» **Исходный текст**
Развязка драмы, когда мы соприкоснулись со смертью или пережили серьезное несчастье, заставляет поверить, что гибель живого существа может быть пережита как возрождение. Катрин Милло подмечает такой нюанс: «Будто… я погибла тогда, на дороге и отныне получила добавочное существование. Является ли это возрождением? Скорее второй жизнью, очищенной от накопленного хлама, даровой, снизошедшей на вас как благодать».
Хотя Дали никогда не дает патетических описаний пережитых им травм, можно представить события, которые стали для него источником страдания: смерть матери, когда ему едва исполнилось семнадцать лет, разрыв с отцом, изгнание из семьи и, как можно предположить, невозможность в годы войны и эмиграции в Соединенные Штаты вернуться к пейзажам детства, на равнину Ампурдана. Как и положено художнику или писателю, он освобождается от болезненных переживаний, воссоздавая их в творчестве. Америка, где он пишет книгу «Тайная жизнь», была страной, явно благоприятствовавшей подобной задаче. «Новая кожа и новая земля!» — пишет Дали на последних страницах книги сразу после строк: «Наперекор всем мне показалось гораздо разумнее сначала написать мемуары и только потом их прожить. Жить! Чтобы человек мог пройти вторую половину отпущенного ему срока… во всеоружии опыта, надо сперва добротно пройти первую половину своего существования. Я убил свое прошлое, чтобы избавиться от него, как змея избавляется от своей старой кожи…» (ТЖД. 569). Каждый раз в своих мемуарах он возвещает, что «неминуемое возрождение начнется на следующий день после ее публикации». И еще, последние слова — перед Эпилогом — звучат так «После Реакции и Революции — Возрождение».

» **Фрагмент данных**
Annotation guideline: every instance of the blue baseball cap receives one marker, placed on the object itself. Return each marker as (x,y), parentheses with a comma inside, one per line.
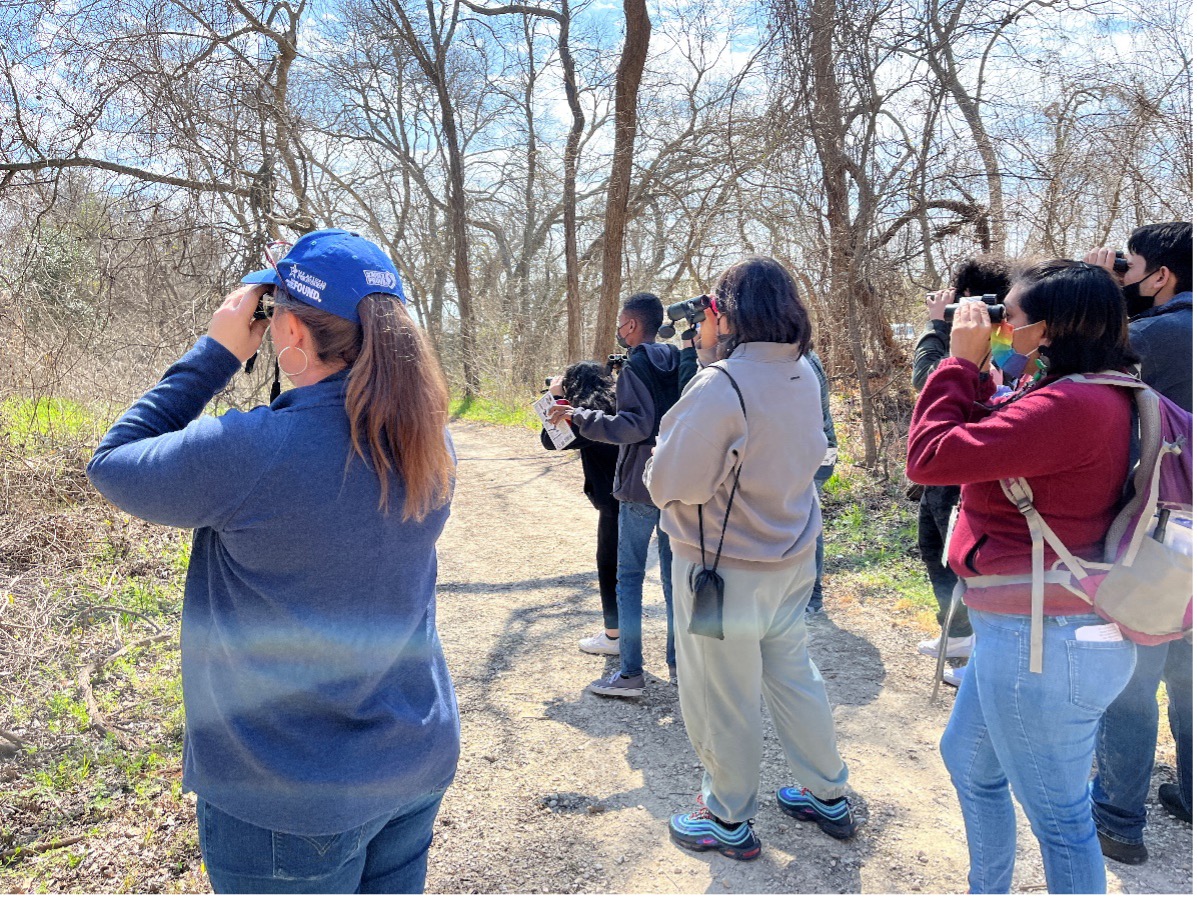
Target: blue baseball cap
(333,269)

» **Условие задачи**
Определите, согласуется ли каждое утверждение с исходным текстом. Для каждого ответьте «да» или «нет» и приведите решающие слова текста в точной цитате.
1. Мать Дали умерла, когда ему было около семнадцати лет.
2. Книгу «Тайная жизнь» Дали писал в Испании.
3. В своих мемуарах Дали патетически описывает пережитые им травмы.
Для ответа используйте только исходный текст.

» **Решение**
1. Да: «смерть матери, когда ему едва исполнилось семнадцать лет».
2. Нет: «Америка, где он пишет книгу».
3. Нет: «Дали никогда не дает патетических описаний пережитых им травм».